▶ _THE TASK_
Pick out every line in the rows below that contains the word "knob" and copy each one. Matches are case-sensitive.

▶ _RECORD LIST_
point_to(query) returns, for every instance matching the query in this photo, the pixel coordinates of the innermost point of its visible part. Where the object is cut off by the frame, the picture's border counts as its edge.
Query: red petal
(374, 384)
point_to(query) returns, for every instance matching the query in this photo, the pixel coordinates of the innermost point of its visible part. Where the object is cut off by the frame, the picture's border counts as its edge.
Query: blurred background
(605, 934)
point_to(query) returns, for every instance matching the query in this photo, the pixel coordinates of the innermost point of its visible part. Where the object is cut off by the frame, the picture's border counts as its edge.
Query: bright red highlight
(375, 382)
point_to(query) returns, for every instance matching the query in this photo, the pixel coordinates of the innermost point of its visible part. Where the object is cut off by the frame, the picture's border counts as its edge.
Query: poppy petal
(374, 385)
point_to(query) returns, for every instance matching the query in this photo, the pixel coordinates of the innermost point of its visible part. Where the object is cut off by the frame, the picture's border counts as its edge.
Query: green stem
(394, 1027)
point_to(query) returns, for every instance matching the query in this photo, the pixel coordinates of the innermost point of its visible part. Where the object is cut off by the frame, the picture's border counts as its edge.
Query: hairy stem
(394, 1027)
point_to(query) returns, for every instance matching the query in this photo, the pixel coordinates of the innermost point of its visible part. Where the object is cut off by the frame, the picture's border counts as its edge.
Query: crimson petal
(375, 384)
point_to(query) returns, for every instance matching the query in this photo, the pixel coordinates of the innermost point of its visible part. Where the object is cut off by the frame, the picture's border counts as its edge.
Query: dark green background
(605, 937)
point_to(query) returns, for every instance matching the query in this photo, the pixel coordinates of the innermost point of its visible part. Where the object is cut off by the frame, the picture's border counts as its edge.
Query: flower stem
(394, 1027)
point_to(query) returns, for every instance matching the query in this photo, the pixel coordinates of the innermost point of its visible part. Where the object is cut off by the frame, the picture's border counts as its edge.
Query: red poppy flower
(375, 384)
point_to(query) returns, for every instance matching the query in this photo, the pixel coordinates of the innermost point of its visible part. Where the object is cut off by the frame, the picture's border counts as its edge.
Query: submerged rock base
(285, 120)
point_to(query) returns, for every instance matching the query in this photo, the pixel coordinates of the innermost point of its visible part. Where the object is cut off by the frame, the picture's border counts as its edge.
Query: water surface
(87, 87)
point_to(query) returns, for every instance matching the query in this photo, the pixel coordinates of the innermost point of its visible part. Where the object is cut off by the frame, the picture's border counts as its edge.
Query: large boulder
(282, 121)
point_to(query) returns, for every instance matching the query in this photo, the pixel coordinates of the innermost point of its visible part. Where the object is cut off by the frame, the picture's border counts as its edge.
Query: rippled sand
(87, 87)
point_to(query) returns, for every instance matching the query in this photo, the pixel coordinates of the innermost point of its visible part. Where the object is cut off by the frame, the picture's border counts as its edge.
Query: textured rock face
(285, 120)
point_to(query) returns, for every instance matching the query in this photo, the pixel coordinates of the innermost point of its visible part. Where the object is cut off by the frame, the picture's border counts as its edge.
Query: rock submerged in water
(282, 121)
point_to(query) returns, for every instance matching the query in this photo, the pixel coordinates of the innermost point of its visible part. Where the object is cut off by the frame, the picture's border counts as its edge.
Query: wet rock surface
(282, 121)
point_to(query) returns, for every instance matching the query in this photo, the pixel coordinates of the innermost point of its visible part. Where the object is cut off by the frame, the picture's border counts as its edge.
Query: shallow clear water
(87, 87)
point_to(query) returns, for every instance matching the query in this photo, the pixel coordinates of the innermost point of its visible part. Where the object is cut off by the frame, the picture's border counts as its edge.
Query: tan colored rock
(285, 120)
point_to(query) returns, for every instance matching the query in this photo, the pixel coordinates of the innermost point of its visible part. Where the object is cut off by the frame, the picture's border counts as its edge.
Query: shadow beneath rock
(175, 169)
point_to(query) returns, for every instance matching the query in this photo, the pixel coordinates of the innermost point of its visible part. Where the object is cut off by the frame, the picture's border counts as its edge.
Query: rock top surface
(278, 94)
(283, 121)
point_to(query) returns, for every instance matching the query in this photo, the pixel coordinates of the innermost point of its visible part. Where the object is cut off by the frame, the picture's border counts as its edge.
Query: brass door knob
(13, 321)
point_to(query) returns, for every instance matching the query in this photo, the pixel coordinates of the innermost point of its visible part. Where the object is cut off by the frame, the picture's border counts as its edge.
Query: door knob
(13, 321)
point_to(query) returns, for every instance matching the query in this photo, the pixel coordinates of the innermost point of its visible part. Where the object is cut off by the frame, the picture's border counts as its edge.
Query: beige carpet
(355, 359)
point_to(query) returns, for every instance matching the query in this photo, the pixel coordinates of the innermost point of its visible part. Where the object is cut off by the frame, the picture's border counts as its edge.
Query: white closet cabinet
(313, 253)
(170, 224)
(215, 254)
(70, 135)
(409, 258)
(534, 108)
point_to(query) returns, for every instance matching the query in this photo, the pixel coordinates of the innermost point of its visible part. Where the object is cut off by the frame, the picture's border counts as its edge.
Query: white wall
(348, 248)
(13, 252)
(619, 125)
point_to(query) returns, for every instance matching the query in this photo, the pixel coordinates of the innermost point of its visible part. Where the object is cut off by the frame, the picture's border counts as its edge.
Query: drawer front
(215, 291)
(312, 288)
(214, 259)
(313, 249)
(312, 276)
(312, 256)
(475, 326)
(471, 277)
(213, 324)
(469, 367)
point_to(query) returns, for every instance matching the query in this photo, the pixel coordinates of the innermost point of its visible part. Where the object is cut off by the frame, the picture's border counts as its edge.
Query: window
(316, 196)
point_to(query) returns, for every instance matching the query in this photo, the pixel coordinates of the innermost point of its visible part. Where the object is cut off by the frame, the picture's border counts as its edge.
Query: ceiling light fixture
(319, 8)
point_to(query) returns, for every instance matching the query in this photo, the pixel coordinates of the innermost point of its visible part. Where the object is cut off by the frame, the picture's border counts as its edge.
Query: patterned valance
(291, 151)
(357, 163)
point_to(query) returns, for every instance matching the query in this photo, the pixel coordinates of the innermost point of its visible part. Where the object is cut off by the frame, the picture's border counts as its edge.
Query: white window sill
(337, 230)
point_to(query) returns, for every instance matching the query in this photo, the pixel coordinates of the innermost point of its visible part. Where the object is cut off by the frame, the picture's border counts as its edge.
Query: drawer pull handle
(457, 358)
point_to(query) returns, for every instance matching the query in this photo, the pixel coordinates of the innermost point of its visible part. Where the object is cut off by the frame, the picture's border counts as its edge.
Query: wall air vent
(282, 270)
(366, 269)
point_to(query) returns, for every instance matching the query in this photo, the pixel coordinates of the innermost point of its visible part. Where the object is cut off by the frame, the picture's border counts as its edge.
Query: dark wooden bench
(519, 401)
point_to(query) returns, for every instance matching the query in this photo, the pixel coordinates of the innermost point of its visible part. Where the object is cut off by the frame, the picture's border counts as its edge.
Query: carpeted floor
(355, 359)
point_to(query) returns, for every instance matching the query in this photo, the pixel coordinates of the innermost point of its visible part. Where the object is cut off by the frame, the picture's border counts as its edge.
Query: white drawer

▶ _SOLUTION BELOW_
Query: brass door knob
Query: door knob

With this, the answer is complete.